=== Information shown ===

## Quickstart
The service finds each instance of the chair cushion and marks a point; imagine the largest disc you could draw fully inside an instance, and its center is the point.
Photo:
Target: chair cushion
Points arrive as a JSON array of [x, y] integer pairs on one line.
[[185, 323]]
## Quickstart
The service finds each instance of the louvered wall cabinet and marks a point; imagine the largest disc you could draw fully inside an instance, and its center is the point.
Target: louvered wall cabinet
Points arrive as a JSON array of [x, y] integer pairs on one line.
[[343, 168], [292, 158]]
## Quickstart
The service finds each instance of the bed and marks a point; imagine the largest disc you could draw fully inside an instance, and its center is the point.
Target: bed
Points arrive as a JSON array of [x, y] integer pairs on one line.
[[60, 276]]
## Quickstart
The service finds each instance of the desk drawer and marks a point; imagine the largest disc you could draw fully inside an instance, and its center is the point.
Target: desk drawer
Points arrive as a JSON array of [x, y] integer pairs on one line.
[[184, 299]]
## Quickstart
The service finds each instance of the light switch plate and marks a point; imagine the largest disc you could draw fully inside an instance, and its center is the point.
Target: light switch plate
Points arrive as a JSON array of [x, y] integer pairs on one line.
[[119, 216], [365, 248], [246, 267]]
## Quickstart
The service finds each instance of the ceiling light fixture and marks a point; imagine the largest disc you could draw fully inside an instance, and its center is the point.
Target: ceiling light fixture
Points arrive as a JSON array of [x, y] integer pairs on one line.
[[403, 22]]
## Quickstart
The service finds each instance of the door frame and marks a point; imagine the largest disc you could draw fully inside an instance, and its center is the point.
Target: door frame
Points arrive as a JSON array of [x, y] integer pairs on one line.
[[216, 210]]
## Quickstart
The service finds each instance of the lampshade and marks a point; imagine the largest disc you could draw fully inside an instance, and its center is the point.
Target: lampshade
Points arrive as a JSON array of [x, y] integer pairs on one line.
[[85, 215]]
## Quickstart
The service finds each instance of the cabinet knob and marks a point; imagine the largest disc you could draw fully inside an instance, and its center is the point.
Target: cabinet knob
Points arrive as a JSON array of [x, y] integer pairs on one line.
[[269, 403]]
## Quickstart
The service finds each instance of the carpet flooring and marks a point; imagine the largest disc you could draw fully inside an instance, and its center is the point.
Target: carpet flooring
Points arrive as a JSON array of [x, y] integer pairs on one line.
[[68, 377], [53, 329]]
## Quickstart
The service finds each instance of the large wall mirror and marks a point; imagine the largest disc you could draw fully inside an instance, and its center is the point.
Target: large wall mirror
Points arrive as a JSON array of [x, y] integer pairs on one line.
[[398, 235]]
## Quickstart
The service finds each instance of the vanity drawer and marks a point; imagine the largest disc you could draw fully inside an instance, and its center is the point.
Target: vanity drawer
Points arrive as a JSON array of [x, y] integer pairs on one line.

===

▶ **Exercise instructions**
Could you convert the entries, from the start up to and including the line with "[[119, 216], [365, 248], [246, 267]]", into a two-column CSV with the headers request and answer? Give one row per entry, with the entry's text and its answer each in one quoted field and line breaks replaced by spaces.

▶ **Problem solution**
request,answer
"## Quickstart The service finds each instance of the chair cushion and marks a point; imagine the largest disc you could draw fully inside an instance, and its center is the point. Photo: Target: chair cushion Points arrive as a JSON array of [x, y] integer pairs on one line.","[[185, 323]]"
"## Quickstart The service finds each instance of the louvered wall cabinet and marks a point; imagine the largest disc you could draw fully inside an instance, and its center is the point. Target: louvered wall cabinet Points arrive as a JSON array of [x, y] integer pairs on one line.","[[343, 168], [292, 158]]"
"## Quickstart The service finds each instance of the bed and marks a point; imagine the largest disc you could draw fully inside an instance, and its center is the point. Target: bed Points arrive as a JSON array of [x, y] integer pairs on one line.","[[60, 276]]"
"## Quickstart The service finds each instance of the desk drawer and marks a point; imagine the largest disc you could draw fully inside an instance, and its center is the point. Target: desk drawer Points arrive as a JSON array of [x, y] integer pairs on one line.","[[184, 299]]"
"## Quickstart The service finds each instance of the light switch plate and marks a point; imagine the largest disc you could draw fully inside an instance, and its center is the point. Target: light switch plate Points arrive as a JSON array of [x, y] integer pairs on one line.","[[119, 216], [365, 248], [246, 267]]"